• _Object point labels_

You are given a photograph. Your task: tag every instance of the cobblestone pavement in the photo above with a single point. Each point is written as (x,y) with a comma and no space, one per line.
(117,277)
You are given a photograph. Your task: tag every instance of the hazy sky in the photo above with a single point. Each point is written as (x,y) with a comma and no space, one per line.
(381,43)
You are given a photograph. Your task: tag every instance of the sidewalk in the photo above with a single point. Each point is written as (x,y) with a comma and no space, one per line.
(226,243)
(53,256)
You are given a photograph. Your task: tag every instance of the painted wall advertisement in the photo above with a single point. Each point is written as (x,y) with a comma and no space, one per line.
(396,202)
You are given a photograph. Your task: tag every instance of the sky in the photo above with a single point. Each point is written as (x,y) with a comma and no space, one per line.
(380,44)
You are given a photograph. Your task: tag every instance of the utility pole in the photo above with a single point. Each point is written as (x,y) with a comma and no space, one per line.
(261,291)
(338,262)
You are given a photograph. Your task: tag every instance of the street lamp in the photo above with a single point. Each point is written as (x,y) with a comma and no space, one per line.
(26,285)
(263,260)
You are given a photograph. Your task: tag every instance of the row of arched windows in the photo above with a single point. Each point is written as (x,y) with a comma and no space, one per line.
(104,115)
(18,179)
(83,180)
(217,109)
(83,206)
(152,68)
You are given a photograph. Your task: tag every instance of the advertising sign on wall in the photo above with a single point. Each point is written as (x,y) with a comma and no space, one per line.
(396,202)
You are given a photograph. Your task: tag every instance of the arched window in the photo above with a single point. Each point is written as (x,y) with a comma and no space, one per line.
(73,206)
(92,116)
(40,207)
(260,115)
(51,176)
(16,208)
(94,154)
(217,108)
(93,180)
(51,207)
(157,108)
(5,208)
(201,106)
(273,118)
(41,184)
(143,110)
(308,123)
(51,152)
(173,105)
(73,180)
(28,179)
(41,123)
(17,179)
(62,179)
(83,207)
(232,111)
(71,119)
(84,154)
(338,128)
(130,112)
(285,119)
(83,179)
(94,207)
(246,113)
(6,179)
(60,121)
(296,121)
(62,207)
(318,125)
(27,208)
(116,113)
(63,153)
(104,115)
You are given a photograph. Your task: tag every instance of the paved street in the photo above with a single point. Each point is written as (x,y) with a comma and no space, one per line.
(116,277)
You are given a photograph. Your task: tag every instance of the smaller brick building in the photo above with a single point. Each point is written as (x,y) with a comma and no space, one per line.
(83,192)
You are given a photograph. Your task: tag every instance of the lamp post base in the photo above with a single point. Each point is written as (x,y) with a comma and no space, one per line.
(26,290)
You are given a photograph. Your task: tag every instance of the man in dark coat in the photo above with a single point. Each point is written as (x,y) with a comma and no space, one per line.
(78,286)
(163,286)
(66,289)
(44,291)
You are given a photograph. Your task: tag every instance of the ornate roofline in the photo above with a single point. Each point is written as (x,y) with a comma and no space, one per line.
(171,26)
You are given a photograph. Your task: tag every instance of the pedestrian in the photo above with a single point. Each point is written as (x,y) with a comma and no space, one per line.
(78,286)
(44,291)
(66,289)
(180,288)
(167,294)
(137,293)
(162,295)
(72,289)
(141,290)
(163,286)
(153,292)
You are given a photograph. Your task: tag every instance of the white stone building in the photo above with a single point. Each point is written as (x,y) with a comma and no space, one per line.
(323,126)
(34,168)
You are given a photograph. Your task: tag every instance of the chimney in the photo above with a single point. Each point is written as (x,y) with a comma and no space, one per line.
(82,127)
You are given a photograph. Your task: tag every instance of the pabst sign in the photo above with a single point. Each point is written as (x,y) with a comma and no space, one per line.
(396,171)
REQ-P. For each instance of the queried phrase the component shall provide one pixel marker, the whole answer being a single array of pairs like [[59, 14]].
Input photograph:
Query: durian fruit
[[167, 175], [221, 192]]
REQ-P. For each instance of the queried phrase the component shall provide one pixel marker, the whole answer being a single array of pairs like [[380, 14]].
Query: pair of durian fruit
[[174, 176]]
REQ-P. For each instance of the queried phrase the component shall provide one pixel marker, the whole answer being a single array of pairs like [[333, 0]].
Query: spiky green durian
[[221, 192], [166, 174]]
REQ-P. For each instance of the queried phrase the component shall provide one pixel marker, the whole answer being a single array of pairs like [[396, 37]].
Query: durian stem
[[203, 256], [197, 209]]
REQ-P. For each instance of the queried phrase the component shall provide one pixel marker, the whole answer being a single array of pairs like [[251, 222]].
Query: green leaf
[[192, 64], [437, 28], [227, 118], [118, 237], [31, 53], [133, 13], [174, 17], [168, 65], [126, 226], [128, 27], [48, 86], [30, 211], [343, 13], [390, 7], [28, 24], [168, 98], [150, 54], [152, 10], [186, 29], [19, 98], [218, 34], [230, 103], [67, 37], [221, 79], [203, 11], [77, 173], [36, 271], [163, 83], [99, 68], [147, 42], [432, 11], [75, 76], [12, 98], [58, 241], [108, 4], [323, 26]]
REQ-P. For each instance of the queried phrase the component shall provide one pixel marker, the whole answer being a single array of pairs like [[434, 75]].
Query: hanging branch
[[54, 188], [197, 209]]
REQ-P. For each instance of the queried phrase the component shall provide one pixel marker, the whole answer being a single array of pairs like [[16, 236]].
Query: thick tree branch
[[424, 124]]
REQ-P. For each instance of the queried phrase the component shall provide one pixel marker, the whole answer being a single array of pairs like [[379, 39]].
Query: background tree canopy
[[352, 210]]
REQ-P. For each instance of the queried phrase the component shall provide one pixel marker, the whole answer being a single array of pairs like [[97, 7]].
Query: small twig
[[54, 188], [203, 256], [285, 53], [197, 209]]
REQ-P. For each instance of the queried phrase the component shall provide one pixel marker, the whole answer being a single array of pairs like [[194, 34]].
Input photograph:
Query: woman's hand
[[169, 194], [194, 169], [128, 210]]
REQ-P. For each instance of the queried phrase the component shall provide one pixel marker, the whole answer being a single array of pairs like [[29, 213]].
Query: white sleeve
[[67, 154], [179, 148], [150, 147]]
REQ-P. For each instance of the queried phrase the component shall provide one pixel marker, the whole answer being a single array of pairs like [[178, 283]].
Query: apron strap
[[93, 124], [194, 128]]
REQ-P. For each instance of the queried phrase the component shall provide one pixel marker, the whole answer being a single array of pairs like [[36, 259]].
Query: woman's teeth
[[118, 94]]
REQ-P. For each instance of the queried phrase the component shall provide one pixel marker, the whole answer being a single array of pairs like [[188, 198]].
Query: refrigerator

• _What you are asked to do_
Take the line in which "like [[97, 7]]." occurs and each subsequent line through the end; give these lines again without alteration.

• _Result below_
REQ-P. For each instance of the queried phrase the component shall provide one pixel marker, the whole answer being a single array of pairs like [[97, 7]].
Query: small twig
[[54, 188], [203, 256], [285, 53], [197, 209]]
REQ-P. For each instance of the queried phrase the component shall provide one pixel marker, the whole answer being a single array of pairs like [[194, 34]].
Input photograph:
Query: woman's hand
[[169, 194], [194, 169], [128, 210]]
REQ-P. For each instance of the queried phrase the component shall provide one pixel marker, the whole answer being a single array of pairs like [[29, 213]].
Query: white sleeve
[[67, 154], [179, 148], [150, 147]]
REQ-P. For each instance of the queried phrase the component shall provide one pixel marker, the whole answer being a single array of pairs like [[178, 283]].
Query: apron strap
[[93, 124], [194, 128]]
REQ-P. For each instance of the queried phrase the component shall provide one pixel marker, the whole answer being a single array of pairs like [[36, 259]].
Query: woman's teeth
[[118, 94]]
REQ-P. For each instance of the queried phrase the component shall provide one pixel marker, the whole answer being a single array of pairs like [[188, 198]].
Query: refrigerator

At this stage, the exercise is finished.